▸ Task brief: Reproduce the data verbatim, starting at the line that contains "Practice step: find every instance of the parsley" and ending at the final line of the data.

####################

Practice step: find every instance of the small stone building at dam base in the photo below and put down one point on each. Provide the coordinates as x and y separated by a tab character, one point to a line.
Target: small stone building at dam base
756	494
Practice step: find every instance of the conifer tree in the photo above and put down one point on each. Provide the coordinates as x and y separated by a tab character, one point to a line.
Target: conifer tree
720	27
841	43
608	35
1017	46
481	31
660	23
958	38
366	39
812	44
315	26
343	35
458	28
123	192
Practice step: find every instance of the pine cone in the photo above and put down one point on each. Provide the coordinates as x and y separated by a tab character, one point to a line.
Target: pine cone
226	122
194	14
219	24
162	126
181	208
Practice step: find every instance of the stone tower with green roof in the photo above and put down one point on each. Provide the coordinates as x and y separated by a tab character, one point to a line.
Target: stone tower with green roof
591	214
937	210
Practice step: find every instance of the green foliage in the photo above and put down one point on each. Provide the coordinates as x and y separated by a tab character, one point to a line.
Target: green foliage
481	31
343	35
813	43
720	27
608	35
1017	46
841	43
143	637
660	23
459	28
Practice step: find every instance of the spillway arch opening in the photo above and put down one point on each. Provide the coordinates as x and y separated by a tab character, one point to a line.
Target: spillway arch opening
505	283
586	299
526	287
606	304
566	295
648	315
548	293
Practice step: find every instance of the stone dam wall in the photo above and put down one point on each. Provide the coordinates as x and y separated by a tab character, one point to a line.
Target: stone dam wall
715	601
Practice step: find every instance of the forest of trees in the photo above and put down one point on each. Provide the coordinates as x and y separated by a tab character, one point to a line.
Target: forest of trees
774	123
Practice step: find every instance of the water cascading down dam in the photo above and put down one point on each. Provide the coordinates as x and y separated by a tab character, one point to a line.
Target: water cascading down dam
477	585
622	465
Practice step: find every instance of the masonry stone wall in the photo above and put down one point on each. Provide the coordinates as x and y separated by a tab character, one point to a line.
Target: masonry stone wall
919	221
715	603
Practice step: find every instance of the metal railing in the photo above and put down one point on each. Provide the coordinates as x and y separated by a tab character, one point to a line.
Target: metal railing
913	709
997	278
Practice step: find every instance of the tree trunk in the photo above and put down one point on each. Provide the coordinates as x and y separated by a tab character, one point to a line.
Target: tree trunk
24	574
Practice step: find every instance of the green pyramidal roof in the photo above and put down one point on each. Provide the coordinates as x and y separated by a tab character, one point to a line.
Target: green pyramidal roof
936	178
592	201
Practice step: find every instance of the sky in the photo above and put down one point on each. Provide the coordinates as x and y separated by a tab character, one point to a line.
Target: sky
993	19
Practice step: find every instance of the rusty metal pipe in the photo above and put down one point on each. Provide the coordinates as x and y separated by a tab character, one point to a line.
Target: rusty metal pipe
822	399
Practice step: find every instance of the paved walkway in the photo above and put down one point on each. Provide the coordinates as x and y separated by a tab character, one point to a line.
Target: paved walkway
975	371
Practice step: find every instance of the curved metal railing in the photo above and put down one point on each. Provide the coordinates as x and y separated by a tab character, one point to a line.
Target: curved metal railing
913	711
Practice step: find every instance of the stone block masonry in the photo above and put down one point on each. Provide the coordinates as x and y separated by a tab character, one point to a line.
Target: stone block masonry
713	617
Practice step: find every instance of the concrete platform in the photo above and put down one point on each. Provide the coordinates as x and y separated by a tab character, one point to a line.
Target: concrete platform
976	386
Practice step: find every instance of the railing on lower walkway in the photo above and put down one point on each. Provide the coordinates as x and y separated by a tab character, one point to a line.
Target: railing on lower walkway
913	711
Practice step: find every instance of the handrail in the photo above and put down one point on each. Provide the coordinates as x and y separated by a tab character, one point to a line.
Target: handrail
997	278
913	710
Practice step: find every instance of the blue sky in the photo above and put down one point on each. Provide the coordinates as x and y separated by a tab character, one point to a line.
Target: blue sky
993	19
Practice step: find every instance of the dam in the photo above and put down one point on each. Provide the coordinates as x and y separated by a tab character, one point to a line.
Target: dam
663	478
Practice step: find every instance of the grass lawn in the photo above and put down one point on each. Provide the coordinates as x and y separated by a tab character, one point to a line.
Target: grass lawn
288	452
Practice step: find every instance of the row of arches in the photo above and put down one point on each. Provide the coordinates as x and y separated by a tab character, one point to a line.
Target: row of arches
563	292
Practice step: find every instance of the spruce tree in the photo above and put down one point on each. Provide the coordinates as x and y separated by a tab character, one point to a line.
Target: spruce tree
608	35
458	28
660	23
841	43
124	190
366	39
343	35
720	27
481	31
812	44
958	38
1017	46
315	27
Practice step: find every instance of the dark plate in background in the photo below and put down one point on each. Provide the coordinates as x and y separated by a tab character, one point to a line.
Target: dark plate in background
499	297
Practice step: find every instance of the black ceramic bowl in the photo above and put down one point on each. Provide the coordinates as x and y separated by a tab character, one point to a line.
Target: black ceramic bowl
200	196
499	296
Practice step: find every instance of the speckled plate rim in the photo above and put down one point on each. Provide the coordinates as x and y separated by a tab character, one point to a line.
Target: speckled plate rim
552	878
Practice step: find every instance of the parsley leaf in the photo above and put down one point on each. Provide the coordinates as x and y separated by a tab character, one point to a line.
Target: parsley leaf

####################

▸ Worked solution:
Practice step: find every instance of the parsley leaf in the photo above and put down one point on each. Provide the coordinates as x and y separated by a tab character, one point to a line.
Target: parsley leaf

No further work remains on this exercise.